▶ **Text section**:

════════════════

I found a lesson in all this pertaining to The Book: I’ve been floundering, looking for an entry point. I did find one, but it sort of sealed back over. My wheels have been spinning like the car on loose snow.

Rereading Annie Dillard has provided focus and a plan. I don’t have a full-blown map, but I do have rough outlines of one. Things are coming together, and I have full faith that just as the continuing crises of the weekend resolved in a timely fashion, so will this manuscript.

One of the very few motivational speaker quotes I recall from the early 80s is from Zig Ziglar who said, “Go as far down the path as you can see. When you get there, you’ll be able to see farther.”

Write as much as you can think of. When you’re
done, you’ll think of more to write.

I’m going to make a tiny poster of those words to put in my line of vision.

Perhaps I’m finally learning to read. No, I don’t mean discerning words, I mean reading deeply with attention to structure as well as story. Last night I began rereading Annie Dillard’s classic memoir, An American Childhood. I recall loving it when I first read it a few years ago, and I love it even more on second glance. I love it both for the quirkiness of her observations and mind, and for the rich observations of Pittsburgh, a city I have become deeply bonded to.

On this read I’m noticing things that I may not have recognized the first time through. For example, she uses no chapter headings at all. The book is written with chapter structure, with dropped paragraphs on the first page of each, and section breaks indicated by double-spacing. But there are no titles at all, not even numbers. Just visual breaks. She does have have units called Prologue, Parts 1-3, and Epilogue.

“Chapters” are focused on a theme and under ten pages, making for easy reading.

════════════════

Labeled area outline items
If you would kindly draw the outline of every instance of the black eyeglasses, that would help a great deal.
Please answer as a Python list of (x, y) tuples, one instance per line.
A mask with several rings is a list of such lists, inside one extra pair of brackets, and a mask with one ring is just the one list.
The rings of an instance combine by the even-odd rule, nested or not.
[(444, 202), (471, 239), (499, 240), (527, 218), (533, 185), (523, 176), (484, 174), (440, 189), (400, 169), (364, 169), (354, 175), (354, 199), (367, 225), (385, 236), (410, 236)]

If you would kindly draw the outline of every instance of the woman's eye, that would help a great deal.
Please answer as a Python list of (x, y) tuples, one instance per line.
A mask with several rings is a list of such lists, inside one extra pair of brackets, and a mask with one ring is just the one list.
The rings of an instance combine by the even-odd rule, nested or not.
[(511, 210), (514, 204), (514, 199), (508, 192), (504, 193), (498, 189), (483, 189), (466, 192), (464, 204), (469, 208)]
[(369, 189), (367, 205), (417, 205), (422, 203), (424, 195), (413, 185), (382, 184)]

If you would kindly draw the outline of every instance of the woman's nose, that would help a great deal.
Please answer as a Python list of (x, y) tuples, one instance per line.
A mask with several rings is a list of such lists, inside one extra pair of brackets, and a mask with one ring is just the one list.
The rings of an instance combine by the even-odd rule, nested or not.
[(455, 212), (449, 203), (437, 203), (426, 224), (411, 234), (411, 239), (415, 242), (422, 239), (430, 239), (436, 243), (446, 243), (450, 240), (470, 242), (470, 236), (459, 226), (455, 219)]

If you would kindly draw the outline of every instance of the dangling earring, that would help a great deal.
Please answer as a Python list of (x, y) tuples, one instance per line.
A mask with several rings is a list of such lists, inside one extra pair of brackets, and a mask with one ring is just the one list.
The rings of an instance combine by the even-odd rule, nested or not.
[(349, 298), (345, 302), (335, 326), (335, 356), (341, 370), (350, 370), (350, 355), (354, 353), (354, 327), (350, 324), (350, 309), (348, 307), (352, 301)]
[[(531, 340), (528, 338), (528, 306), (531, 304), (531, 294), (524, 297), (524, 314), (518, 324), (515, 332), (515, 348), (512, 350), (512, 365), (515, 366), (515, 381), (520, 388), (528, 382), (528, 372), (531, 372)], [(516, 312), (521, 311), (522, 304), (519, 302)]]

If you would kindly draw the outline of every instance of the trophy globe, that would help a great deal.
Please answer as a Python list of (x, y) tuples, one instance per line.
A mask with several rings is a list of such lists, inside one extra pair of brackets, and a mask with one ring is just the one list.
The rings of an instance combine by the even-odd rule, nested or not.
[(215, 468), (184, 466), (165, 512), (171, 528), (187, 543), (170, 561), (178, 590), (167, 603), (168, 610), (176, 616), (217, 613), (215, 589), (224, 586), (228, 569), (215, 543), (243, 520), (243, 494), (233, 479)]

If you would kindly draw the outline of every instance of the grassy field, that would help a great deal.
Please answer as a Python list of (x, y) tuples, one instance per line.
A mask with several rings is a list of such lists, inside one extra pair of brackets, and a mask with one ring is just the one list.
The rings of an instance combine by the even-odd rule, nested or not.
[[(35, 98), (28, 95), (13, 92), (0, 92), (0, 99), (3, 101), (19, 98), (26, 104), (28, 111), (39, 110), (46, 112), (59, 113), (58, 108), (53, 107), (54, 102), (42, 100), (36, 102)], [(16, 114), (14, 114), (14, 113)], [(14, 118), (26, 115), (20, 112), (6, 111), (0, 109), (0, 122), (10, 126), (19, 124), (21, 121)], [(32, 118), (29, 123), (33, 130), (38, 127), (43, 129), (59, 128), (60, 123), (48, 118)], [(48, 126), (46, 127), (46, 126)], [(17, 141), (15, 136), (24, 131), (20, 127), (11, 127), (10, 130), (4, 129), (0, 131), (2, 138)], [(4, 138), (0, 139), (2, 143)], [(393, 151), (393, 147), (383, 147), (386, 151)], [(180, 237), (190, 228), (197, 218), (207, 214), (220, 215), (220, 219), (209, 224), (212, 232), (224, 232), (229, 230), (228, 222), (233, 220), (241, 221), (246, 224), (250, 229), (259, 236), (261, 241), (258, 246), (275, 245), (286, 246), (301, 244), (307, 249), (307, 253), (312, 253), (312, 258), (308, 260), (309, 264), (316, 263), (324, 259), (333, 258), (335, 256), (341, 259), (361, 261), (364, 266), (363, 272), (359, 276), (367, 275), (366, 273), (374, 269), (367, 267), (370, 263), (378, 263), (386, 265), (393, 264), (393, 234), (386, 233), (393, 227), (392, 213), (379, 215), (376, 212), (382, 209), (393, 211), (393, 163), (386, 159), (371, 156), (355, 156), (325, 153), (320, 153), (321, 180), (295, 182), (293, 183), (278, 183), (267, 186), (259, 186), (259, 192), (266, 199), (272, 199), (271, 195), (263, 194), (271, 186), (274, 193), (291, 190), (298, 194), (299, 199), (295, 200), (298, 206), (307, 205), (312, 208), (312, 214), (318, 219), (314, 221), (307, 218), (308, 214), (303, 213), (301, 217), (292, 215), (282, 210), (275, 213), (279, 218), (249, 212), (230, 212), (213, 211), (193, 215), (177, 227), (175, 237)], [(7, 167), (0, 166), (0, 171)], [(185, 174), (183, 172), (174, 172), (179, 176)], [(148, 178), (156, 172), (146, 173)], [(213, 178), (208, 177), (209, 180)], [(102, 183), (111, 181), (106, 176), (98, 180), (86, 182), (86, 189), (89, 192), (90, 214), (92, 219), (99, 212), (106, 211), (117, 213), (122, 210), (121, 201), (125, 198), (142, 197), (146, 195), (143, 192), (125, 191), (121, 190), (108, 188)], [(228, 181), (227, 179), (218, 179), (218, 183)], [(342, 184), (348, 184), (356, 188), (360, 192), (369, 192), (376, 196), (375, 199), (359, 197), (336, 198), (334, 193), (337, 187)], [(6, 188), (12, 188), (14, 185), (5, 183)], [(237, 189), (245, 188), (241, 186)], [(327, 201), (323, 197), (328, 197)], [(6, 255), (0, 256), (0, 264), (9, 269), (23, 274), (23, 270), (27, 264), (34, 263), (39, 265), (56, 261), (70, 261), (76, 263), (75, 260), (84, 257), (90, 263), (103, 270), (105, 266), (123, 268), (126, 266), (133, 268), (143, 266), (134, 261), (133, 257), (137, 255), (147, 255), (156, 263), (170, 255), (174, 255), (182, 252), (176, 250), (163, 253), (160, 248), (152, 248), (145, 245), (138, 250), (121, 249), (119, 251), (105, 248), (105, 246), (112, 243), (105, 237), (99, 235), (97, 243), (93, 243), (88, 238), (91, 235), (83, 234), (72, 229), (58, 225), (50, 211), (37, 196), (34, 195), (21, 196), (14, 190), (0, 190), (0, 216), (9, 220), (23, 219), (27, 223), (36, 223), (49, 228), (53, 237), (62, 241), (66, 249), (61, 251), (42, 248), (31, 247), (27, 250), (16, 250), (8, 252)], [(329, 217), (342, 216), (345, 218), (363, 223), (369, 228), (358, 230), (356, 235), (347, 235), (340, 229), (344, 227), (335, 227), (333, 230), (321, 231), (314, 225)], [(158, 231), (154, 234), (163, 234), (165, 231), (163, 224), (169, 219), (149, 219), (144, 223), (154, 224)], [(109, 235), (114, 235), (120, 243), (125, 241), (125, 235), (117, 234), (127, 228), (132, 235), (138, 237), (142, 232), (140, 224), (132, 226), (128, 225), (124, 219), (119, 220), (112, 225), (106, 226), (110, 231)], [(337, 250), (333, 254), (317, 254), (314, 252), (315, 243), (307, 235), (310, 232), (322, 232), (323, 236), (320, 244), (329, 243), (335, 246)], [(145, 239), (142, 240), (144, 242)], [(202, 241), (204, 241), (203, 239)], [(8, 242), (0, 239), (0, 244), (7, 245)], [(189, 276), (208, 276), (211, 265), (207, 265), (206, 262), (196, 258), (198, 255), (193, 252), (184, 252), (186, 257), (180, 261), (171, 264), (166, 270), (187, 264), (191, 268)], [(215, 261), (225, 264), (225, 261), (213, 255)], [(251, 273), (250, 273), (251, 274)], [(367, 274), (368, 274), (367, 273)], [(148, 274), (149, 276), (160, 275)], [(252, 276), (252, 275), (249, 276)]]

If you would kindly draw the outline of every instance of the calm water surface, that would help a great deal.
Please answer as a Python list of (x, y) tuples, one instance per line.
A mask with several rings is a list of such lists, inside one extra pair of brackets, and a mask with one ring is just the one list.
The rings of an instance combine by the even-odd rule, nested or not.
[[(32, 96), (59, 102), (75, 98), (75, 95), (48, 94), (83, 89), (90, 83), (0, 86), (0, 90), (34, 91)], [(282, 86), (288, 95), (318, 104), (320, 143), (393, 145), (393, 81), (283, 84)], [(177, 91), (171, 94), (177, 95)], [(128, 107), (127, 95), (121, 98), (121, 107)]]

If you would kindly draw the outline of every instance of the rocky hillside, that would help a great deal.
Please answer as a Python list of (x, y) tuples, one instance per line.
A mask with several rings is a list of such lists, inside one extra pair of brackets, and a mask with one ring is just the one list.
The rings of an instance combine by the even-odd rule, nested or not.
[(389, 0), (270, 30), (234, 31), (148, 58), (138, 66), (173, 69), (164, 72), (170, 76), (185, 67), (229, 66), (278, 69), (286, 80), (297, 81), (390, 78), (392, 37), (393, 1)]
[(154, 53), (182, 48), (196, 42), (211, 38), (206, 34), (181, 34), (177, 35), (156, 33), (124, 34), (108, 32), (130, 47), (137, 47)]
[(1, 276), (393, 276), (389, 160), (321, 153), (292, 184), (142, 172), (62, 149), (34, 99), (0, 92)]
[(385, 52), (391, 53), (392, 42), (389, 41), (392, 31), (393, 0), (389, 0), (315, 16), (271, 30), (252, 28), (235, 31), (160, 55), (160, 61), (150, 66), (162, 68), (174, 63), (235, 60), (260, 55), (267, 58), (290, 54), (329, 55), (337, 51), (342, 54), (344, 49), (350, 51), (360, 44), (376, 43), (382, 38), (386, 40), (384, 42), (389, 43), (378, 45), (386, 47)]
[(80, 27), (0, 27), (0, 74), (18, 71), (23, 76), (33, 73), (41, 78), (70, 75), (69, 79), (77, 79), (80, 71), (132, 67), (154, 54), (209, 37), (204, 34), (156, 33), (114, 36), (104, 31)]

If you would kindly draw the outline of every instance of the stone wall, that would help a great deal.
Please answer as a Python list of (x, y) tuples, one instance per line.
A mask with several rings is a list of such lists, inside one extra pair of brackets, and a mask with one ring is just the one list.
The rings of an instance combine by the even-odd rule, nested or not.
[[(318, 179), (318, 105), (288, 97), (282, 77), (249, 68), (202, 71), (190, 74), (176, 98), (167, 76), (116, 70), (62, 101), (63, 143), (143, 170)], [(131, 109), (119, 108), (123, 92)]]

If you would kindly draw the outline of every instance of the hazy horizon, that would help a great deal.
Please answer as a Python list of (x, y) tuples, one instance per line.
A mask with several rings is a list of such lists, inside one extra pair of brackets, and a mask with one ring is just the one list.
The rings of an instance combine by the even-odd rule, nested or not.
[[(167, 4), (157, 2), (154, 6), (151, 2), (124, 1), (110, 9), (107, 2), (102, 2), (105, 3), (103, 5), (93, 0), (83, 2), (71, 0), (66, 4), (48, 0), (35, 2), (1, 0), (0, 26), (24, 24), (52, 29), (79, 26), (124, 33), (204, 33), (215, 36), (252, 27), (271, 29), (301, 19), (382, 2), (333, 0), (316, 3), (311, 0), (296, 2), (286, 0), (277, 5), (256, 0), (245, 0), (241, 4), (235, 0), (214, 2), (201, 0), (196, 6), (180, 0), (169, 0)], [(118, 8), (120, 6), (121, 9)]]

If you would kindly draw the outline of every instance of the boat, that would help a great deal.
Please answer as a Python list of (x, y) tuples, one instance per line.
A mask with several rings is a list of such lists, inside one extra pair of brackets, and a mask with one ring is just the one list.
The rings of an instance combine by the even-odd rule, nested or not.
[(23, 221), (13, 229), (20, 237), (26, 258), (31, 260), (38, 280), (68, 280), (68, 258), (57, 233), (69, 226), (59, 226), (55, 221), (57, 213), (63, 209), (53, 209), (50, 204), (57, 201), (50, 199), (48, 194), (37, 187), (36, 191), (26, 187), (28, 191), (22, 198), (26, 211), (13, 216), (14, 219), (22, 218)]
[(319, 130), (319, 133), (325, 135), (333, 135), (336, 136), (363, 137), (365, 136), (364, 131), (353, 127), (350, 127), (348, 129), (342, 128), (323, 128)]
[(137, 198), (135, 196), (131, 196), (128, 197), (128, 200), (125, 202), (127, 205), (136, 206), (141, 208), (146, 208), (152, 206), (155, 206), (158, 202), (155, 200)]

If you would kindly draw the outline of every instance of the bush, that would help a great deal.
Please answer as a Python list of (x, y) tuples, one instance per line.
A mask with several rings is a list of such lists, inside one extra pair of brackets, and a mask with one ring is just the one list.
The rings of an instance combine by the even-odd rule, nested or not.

════════════════

▶ **List of tasks**:
(A) In the post about rereading Annie Dillard, what city does the writer say they have become deeply bonded to?
(B) Transcribe the passage of the post about rereading Annie Dillard, starting at "On this read" and ending at "1-3, and Epilogue.".
(C) Go on with the post about rereading Annie Dillard from the point where it stops.
The items come from a separate source and have no connection to the post.

▶ **Exercise results**:
(A) Pittsburgh

(B)
On this read I’m noticing things that I may not have recognized the first time through. For example, she uses no chapter headings at all. The book is written with chapter structure, with dropped paragraphs on the first page of each, and section breaks indicated by double-spacing. But there are no titles at all, not even numbers. Just visual breaks. She does have have units called Prologue, Parts 1-3, and Epilogue.

(C)
She uses virtually no dialogue. I’m one-third of the way through, completely entranced, even though I’ve read it before, and I recall only two instances where she has actual dialogue. She does sprinkle in a few lines of speech, putting a few words into her mother’s mouth, for example. But unless a quoted reply follows, I don’t consider that true dialogue.

This observation needs further analysis, but it does not seem that she writes in scenes.

How reassuring that a book ignoring most of the “rules” has fared so well in developing a devoted following. I’m not Annie Dillard, and I can’t replace her words with mine in her structure and have something equally compelling, but the fact that she took liberties with convention (perhaps before it was set) and created a compelling story encourages me. As I view things now, my material does not lend itself ideally to scene and dialogue-heavy treatment.

As I previously noted, I’ve been out west visiting my father as well as our older son and his family. I used many of the notes I made on the plane ride west to ask my father all sorts of clarifying questions like, “Where was the building for Junior Rifle Club meetings? How many rounds did we fire at each target? Did I have my own gun or share one with Robin? What year was the second car we had there?”

Along with the spiral notebook I took to hold my thoughts along the way, my bank of memories is filling up, and thankfully, a sense of focus is emerging. I am exploring the idea of examining my formative years from the context of now to show the roots of certain preferences and attitudes. I probably won’t take this tack, but exploring the possibilities is enlightening. It’s also fascinating to realize that many things I used to consider liabilities now appear as assets.

The amount of work needed to simply process all these insights and develop a sense of direction before returning to writing draft copy seems staggering. How will I organize my material? By theme? By chronology?

I intend to reread Annie Dillard’s memoir, An American Childhood. Also A Girl Called Zippy by Haven Kimmel, and Miss New York Has Everything by Lori Jakiela. If I remember correctly, these memoirs include clusters of calendar jumping memories while loosely following chronology overall.

I’m also still cogitating on finding the balance between growing up in Los Alamos and simply growing up. What is unique to place? What experiences did I share in common with people growing up other places in that era? And what was unique to my family and me? How should I handle these differences?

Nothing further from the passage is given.